> [Material]:
━━━━━━━━━━━━━━━━━━━━━━━━━━━━━━
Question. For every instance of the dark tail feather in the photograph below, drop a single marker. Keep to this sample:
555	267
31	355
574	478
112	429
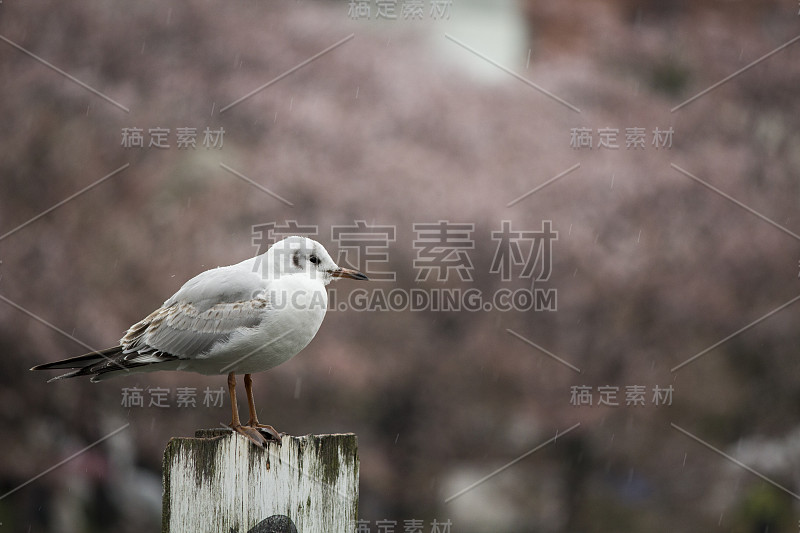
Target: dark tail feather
89	364
81	361
103	363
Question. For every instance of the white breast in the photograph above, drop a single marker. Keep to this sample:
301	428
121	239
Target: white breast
296	308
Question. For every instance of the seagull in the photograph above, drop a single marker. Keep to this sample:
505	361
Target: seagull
238	319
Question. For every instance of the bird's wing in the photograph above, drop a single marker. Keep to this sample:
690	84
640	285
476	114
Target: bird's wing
205	311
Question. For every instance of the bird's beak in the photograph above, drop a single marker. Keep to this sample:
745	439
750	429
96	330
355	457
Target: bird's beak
348	273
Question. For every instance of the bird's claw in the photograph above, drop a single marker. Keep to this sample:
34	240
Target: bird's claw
252	434
269	430
258	434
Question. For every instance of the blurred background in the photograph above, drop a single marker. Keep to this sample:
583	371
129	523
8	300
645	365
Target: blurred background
422	112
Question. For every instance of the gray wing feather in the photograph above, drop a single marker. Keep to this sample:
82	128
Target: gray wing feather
205	311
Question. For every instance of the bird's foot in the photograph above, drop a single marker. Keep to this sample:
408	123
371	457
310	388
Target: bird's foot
265	428
252	434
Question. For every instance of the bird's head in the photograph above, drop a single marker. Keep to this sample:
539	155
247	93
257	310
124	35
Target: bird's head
297	255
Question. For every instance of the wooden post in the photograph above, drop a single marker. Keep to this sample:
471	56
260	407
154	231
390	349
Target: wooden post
219	482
━━━━━━━━━━━━━━━━━━━━━━━━━━━━━━
> [Short exercise]:
Rewrite all of the records above with every "drop a single marker" changed to "place one point" and nothing else altered. Leave the pictures out.

> [Exercise output]:
Question. For every instance of the dark tail feather in the photograph below, place one point. Keep to this sample:
555	267
31	355
574	478
112	429
Target: dark tail feather
89	364
81	361
103	363
Question. For every instance of the white breast in the photograph above, place one point. Keep to this sample:
301	428
121	239
Target: white breast
296	308
Question. For every instance of the seagull in the photograph above, place one point. Keep to this sample:
505	361
Target: seagull
238	319
Question. For every instance of the bird's wing in the photograph above, place one point. Keep to this sample:
690	84
640	285
476	114
Target: bird's wing
205	311
Question. For every instance of the bird's beak in the photograph above, place one point. Keep to this sample:
745	439
750	429
96	330
355	457
Target: bird's beak
348	273
Question. For every instance of the bird's claw in the photograph above, place one point. Keep to this sample:
34	240
Target: bird's claw
252	434
269	430
258	434
Question. For every instance of the blurred background in the photograph above, place one point. Keep to this sample:
583	371
129	523
8	300
645	365
Target: blurred background
422	112
Question. For every instance of the gray wing feather in the photograph above, place one point. Keep to this sample:
82	128
Target: gray wing feather
205	311
Question. For every instance of the bird's foot in the photograph above, place one point. Keep to this sample:
408	123
371	457
310	388
Target: bird's foot
265	428
252	434
Question. For every instance of the bird's head in the photograph above, place one point. Keep to this sample:
539	155
247	93
257	310
124	35
Target: bird's head
297	255
Question. For every instance of the wooden post in the photograph above, place one point. Keep to this sample:
471	56
260	407
154	231
390	349
Target: wooden post
219	482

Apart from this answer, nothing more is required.